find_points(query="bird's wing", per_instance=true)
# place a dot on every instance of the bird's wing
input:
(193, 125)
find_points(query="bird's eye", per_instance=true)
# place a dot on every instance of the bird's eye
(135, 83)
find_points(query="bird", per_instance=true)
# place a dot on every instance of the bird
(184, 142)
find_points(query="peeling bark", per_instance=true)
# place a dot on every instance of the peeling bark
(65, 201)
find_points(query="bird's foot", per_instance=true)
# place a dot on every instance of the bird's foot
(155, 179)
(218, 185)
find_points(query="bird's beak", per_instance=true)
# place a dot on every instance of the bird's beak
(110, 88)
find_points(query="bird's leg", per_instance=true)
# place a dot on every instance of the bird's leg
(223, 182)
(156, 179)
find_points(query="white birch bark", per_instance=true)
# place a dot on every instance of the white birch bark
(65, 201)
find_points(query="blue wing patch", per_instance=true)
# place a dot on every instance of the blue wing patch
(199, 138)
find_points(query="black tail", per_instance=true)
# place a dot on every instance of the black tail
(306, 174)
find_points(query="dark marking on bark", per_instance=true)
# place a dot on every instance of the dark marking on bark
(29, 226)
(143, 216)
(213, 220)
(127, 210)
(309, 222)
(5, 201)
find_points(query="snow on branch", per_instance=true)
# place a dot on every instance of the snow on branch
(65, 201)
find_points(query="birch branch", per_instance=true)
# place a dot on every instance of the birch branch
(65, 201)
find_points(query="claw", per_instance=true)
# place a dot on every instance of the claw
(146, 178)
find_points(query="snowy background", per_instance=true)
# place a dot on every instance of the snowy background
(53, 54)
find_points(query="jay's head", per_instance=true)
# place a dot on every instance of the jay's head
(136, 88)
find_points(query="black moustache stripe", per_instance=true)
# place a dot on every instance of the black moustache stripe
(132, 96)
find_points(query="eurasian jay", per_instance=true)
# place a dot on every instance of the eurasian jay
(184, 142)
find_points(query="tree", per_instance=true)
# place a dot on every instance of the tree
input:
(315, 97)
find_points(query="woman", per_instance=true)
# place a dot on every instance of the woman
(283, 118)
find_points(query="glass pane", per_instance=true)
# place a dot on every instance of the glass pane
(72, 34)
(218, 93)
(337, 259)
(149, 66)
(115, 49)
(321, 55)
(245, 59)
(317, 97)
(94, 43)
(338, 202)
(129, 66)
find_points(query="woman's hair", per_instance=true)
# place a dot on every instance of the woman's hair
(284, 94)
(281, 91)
== == ==
▶ **TASK PROMPT**:
Repeat the lines above exactly.

▶ **RESULT OF THE TASK**:
find_points(query="bird's wing", per_instance=true)
# place a dot on every instance of the bird's wing
input:
(193, 125)
find_points(query="bird's eye", per_instance=true)
# place a dot on every instance of the bird's eye
(135, 83)
find_points(query="bird", per_instance=true)
# place a dot on every instance of the bird
(184, 142)
find_points(query="peeling bark", per_instance=true)
# place a dot on every instance of the peeling bark
(65, 201)
find_points(query="bird's foot", per_instance=true)
# place a dot on every instance of the bird's foot
(155, 179)
(218, 185)
find_points(query="bird's beak", per_instance=true)
# place a dot on every instance of the bird's beak
(110, 88)
find_points(query="bird's leg", per_instance=true)
# place a dot on every instance of the bird's leg
(223, 182)
(156, 179)
find_points(query="white birch bark", per_instance=true)
# place a dot on every instance of the white birch bark
(65, 201)
find_points(query="blue wing patch", per_instance=true)
# place a dot on every instance of the blue wing patch
(199, 138)
find_points(query="black tail", per_instance=true)
# place a dot on every instance of the black tail
(306, 174)
find_points(query="dark marking on bark", per_instance=true)
# place a dot on every instance of the dark marking on bark
(29, 226)
(143, 216)
(213, 220)
(127, 210)
(309, 222)
(5, 201)
find_points(query="snow on branch", per_instance=true)
# place a dot on every instance of the snow on branch
(65, 201)
find_points(query="birch branch", per_instance=true)
# place a dot on every instance of the birch branch
(65, 201)
find_points(query="claw", per_instance=true)
# place a dot on every instance of the claw
(146, 178)
find_points(query="snowy background", per_instance=true)
# place a dot on every instance of the snowy background
(53, 54)
find_points(query="jay's head", per_instance=true)
# place a dot on every instance of the jay's head
(136, 88)
find_points(query="black moustache stripe", per_instance=true)
# place a dot on every instance of the black moustache stripe
(132, 96)
find_points(query="eurasian jay", per_instance=true)
# place a dot on every instance of the eurasian jay
(184, 142)
find_points(query="tree", per_instance=true)
# place a dot on every instance of the tree
input:
(315, 97)
find_points(query="woman", per_instance=true)
# place a dot on every instance of the woman
(283, 118)
find_points(query="glass pane", per_instance=true)
# place a dot on every instance of the glass pane
(72, 34)
(218, 93)
(337, 259)
(149, 66)
(115, 49)
(321, 55)
(245, 59)
(317, 97)
(94, 43)
(338, 202)
(129, 66)
find_points(query="woman's hair", per_instance=true)
# place a dot on every instance of the woman's hair
(284, 94)
(281, 91)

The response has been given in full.